- Short exercise -
Please write out each line of the records below with no changes at all.

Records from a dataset

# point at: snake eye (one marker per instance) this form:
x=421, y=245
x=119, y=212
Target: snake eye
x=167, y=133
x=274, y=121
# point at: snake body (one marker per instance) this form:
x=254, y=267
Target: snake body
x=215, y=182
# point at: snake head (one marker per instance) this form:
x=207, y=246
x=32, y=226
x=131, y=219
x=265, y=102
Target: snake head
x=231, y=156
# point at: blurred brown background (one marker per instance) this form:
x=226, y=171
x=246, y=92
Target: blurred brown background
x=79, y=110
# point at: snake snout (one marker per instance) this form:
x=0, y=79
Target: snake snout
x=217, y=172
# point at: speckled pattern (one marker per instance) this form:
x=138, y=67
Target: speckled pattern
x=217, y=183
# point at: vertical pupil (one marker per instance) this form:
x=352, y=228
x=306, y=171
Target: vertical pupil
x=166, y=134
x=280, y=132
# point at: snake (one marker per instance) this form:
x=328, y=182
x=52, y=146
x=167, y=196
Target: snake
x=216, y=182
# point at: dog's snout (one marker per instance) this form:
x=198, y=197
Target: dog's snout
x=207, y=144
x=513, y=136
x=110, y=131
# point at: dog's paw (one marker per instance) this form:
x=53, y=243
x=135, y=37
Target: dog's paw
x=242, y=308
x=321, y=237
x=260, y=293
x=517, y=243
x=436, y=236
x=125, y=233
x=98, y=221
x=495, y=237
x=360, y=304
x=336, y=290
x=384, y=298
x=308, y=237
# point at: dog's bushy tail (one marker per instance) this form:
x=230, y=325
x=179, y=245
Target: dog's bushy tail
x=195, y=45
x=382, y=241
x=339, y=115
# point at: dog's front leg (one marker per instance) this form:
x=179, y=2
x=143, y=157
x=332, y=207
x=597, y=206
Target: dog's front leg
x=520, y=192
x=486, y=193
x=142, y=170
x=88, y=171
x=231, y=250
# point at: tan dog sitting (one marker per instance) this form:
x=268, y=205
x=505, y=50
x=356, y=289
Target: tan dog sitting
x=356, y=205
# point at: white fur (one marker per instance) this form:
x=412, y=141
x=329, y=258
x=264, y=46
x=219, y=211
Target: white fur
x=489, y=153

- Problem solution -
# point at: snake eye (one marker per instance) this form:
x=421, y=245
x=119, y=212
Target: snake eye
x=167, y=133
x=274, y=121
# point at: snake body (one marker per instance) this form:
x=254, y=267
Target: snake body
x=215, y=182
# point at: snake head (one marker per instance) this form:
x=207, y=246
x=32, y=226
x=131, y=219
x=265, y=102
Target: snake head
x=231, y=156
# point at: blurred brown background (one marker per instance) this form:
x=226, y=171
x=246, y=92
Target: blurred brown background
x=79, y=110
# point at: snake snout (one marker per instance) this form:
x=0, y=79
Target: snake snout
x=217, y=172
# point at: speckled pattern (one marker per instance) this form:
x=138, y=67
Target: speckled pattern
x=217, y=183
# point at: vertical pupil (one marker per instance) this form:
x=352, y=228
x=306, y=171
Target: vertical pupil
x=166, y=134
x=280, y=132
# point at: snake (one marker per instance) this form:
x=328, y=182
x=52, y=146
x=167, y=196
Target: snake
x=216, y=182
# point at: dog's snout (one marker per instance) this form:
x=198, y=197
Target: dog's snout
x=207, y=144
x=513, y=136
x=110, y=131
# point at: dog's paw (one marker per instance) this form:
x=53, y=243
x=135, y=37
Target: dog's paw
x=242, y=308
x=321, y=237
x=260, y=293
x=517, y=243
x=436, y=236
x=125, y=233
x=98, y=221
x=495, y=237
x=360, y=304
x=336, y=290
x=384, y=298
x=308, y=237
# point at: dog's bushy tail (one marker per instance) this form:
x=230, y=325
x=179, y=245
Target: dog's bushy tail
x=195, y=45
x=382, y=241
x=339, y=115
# point at: dog's front leg (one marker per instance) this form:
x=179, y=2
x=143, y=157
x=332, y=207
x=597, y=206
Target: dog's front leg
x=520, y=192
x=486, y=193
x=142, y=170
x=88, y=171
x=231, y=250
# point at: tan dog sitting (one marker per instance) this form:
x=268, y=205
x=505, y=50
x=356, y=289
Target: tan dog sitting
x=356, y=205
# point at: white fur (one marker per instance) this form:
x=412, y=141
x=329, y=258
x=264, y=46
x=219, y=211
Target: white fur
x=489, y=153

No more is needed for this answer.